== EXERCISE DESCRIPTION ==
The lines to find are those in the entries that hold the word "BoundingBox"; copy every one of them.

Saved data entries
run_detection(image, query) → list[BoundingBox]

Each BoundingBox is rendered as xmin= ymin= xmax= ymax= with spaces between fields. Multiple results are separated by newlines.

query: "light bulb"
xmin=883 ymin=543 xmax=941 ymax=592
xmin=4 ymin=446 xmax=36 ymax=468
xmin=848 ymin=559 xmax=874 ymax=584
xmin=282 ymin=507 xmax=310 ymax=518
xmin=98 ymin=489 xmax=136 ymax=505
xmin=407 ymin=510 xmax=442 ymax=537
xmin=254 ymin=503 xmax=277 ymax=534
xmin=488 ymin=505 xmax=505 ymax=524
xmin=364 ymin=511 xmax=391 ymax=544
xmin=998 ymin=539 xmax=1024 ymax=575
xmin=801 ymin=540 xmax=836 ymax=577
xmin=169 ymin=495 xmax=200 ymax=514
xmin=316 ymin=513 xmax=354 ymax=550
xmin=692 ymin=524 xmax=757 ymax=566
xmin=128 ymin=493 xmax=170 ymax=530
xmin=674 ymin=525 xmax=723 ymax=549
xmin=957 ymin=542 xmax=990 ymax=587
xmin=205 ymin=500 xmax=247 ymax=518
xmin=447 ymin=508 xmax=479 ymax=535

== TASK OUTPUT ==
run_detection(image, query) → list[BoundingBox]
Each BoundingBox is rendered as xmin= ymin= xmax= ymax= with spaces between fields. Multiple results are separated by newlines.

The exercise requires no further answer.